** BEGIN DATA FOR THIS TASK **
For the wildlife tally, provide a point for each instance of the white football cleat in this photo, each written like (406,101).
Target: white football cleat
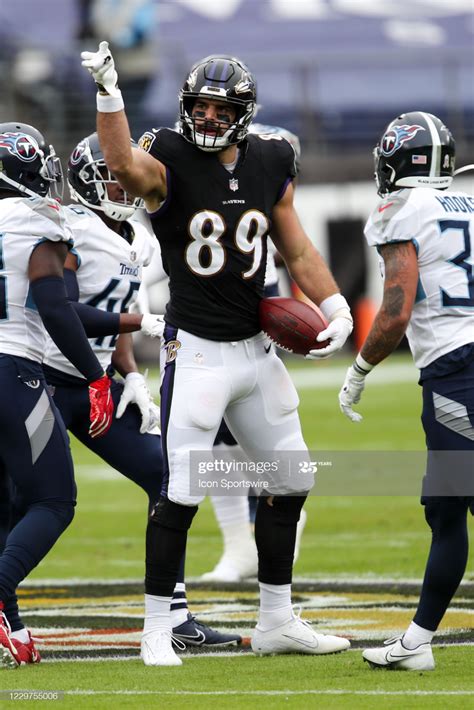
(234,567)
(296,636)
(157,649)
(299,533)
(394,656)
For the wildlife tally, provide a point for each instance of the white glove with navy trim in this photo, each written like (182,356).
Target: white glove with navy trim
(337,333)
(102,67)
(351,392)
(136,391)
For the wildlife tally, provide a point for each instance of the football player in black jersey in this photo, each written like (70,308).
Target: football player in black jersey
(212,193)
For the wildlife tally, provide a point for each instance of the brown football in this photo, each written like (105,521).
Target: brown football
(293,325)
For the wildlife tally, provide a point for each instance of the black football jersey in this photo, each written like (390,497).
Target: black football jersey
(213,230)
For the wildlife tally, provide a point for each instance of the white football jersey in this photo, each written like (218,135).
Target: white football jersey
(24,223)
(109,274)
(440,223)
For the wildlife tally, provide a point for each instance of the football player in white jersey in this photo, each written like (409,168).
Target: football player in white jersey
(34,448)
(423,229)
(103,273)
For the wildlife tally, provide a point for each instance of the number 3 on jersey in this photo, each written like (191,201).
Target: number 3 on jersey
(206,256)
(460,261)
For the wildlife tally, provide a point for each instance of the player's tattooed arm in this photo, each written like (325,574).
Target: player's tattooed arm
(401,279)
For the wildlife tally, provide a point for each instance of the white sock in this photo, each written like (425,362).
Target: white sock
(275,605)
(179,605)
(21,635)
(157,613)
(416,635)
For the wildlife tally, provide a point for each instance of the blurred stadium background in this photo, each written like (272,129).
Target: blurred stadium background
(333,71)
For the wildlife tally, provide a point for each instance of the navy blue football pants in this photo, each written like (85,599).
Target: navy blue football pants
(35,457)
(446,514)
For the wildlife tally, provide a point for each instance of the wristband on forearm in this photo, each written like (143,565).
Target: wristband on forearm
(109,104)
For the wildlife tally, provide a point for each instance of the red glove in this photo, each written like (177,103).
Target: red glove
(102,407)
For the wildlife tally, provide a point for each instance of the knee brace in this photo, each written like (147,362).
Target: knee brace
(172,515)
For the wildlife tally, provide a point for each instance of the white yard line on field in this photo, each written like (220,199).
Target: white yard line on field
(219,693)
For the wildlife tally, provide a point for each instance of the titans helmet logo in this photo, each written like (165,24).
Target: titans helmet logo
(395,137)
(78,152)
(20,145)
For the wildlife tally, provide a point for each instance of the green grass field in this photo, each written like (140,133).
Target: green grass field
(358,574)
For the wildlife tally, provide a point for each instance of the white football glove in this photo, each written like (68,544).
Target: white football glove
(136,392)
(102,67)
(152,325)
(337,332)
(351,392)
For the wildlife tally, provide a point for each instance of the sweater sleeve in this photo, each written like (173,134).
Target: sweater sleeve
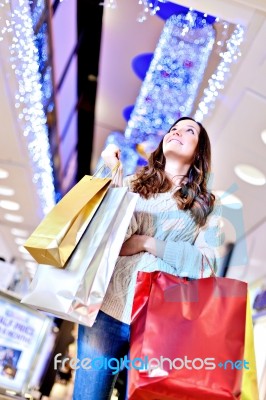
(200,259)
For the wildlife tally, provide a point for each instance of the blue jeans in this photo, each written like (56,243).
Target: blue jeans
(107,338)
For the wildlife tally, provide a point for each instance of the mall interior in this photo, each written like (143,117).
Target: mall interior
(77,75)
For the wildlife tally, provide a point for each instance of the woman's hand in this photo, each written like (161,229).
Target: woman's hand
(138,243)
(111,156)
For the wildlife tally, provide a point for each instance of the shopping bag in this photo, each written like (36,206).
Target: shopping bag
(55,238)
(187,337)
(76,292)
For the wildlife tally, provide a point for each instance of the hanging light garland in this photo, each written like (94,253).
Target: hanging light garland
(149,7)
(25,92)
(218,78)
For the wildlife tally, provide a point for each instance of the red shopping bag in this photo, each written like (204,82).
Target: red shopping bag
(187,338)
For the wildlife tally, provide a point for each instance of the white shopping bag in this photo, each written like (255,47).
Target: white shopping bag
(76,292)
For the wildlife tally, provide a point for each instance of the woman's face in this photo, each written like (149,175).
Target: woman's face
(181,141)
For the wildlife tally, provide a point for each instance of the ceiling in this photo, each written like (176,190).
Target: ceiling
(234,125)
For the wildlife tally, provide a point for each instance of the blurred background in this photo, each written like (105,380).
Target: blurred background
(76,75)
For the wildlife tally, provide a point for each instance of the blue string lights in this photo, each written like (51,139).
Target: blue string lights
(173,77)
(217,80)
(25,92)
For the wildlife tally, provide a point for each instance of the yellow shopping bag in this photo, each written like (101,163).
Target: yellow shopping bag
(57,235)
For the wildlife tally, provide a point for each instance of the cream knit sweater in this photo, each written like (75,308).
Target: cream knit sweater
(181,245)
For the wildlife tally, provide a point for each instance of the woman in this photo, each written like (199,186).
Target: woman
(174,229)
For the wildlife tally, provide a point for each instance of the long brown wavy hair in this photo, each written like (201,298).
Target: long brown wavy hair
(193,194)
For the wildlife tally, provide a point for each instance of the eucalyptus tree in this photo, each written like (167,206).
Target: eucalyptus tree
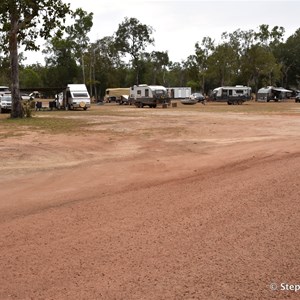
(159,62)
(21,23)
(287,54)
(78,33)
(133,37)
(197,63)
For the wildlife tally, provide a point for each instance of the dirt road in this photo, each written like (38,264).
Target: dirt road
(177,203)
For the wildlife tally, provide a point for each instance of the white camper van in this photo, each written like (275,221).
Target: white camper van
(149,95)
(73,97)
(179,92)
(232,94)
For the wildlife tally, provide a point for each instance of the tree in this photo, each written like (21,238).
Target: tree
(22,22)
(132,38)
(78,34)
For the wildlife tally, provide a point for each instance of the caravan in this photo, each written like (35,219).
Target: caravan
(232,94)
(74,96)
(273,93)
(149,95)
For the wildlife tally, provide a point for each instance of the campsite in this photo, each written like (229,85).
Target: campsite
(184,202)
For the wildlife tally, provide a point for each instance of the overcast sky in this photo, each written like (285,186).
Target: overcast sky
(178,25)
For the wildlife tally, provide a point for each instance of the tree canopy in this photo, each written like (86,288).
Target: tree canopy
(22,22)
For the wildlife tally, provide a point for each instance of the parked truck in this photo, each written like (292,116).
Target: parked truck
(232,94)
(73,97)
(149,95)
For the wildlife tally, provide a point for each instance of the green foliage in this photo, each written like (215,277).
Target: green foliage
(132,38)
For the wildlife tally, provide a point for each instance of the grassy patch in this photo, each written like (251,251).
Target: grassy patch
(47,124)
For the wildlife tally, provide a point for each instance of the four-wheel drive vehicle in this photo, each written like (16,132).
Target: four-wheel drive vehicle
(5,103)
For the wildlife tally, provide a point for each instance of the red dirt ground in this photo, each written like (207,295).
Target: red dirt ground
(153,204)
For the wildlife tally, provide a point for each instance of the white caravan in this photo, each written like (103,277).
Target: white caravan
(232,94)
(179,92)
(148,95)
(74,96)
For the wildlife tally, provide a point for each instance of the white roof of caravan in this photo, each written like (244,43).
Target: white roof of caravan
(282,90)
(269,88)
(77,87)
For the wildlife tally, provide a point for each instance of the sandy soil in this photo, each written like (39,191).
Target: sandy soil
(176,203)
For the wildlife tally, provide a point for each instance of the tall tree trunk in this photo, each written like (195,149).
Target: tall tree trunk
(17,109)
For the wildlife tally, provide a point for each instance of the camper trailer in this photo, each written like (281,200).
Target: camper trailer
(73,97)
(118,95)
(179,92)
(149,95)
(232,94)
(272,93)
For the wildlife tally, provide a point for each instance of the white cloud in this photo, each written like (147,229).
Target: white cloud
(179,25)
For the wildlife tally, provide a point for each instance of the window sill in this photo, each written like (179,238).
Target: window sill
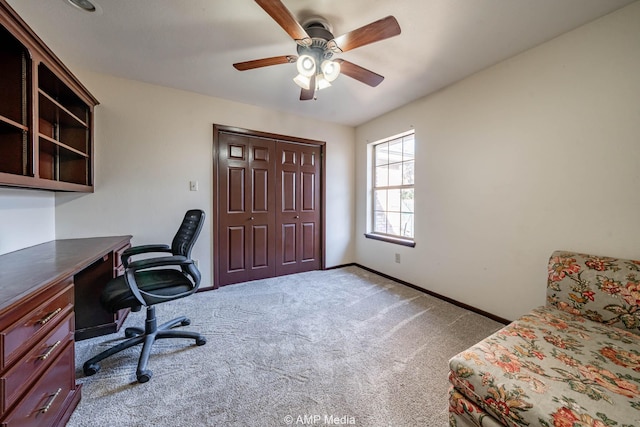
(389,239)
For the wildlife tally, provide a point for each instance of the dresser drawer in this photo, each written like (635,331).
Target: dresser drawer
(20,336)
(45,401)
(30,367)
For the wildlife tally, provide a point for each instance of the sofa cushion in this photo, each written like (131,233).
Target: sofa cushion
(552,368)
(602,289)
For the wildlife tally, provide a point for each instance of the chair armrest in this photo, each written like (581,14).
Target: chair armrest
(168,261)
(142,249)
(175,260)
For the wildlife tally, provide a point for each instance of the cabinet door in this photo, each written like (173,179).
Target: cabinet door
(15,89)
(246,208)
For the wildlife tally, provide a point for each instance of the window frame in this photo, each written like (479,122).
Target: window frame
(371,208)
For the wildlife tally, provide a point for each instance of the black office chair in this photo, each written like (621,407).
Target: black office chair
(153,281)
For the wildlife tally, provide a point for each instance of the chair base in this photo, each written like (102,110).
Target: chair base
(147,337)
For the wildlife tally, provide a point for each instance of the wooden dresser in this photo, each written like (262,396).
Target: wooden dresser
(37,324)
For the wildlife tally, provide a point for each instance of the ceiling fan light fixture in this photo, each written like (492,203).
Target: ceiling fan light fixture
(322,83)
(303,81)
(330,70)
(85,5)
(306,65)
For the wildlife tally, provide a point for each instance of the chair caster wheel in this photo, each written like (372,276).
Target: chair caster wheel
(91,369)
(132,332)
(144,376)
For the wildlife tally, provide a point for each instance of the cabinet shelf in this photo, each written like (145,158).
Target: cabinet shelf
(46,114)
(62,145)
(8,121)
(51,108)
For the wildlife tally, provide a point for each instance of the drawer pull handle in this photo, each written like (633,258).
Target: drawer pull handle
(48,353)
(52,398)
(49,316)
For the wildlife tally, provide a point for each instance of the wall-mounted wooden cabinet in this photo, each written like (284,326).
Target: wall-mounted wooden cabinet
(46,114)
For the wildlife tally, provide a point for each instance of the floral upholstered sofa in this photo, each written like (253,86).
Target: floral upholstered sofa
(572,363)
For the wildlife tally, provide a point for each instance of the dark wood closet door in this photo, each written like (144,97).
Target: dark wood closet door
(246,206)
(298,215)
(268,213)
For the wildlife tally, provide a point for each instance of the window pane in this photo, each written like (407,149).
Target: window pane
(393,192)
(395,151)
(407,225)
(380,200)
(393,201)
(382,176)
(408,148)
(381,153)
(393,223)
(380,222)
(407,200)
(407,173)
(395,174)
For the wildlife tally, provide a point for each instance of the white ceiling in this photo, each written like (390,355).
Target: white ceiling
(192,44)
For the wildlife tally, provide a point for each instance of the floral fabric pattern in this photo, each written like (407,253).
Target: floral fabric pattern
(572,363)
(605,290)
(551,368)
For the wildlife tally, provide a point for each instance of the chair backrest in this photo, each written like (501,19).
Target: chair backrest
(188,233)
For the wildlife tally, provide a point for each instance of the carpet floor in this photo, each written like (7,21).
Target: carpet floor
(342,346)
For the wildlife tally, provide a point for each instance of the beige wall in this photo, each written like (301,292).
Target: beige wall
(151,141)
(537,153)
(27,218)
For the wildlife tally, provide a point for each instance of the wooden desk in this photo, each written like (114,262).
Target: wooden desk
(38,287)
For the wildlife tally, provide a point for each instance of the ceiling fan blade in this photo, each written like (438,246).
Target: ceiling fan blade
(265,62)
(286,20)
(371,33)
(359,73)
(307,94)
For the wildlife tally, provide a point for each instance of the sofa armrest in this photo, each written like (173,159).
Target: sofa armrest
(602,289)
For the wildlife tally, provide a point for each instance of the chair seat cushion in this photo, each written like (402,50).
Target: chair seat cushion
(553,368)
(166,283)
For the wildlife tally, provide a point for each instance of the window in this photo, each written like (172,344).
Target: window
(393,189)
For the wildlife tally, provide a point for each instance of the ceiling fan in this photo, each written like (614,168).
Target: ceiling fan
(316,46)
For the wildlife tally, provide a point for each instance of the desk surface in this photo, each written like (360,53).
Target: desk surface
(24,271)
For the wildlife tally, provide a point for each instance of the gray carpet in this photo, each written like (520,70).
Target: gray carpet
** END DATA FOR THIS TASK **
_TASK DETAILS_:
Repeat only the stretch of lines starting at the one containing "written like (172,344)." and running to the final line of the entries above.

_THE RESULT_:
For the wildlife tally, provide a point for each instance of the window in this photo, each written like (172,344).
Target: window
(393,189)
For the wildlife tally, provide a point for each instance of the ceiling fan in this photo, each written like (614,168).
Target: ceiling fan
(316,46)
For the wildlife tally, provide a point for each instance of the desk surface in this photo, each written like (360,53).
Target: desk surface
(24,271)
For the wildlife tally, provide a point for each instance of the gray carpet in this photo, each written like (520,70).
Target: gray carpet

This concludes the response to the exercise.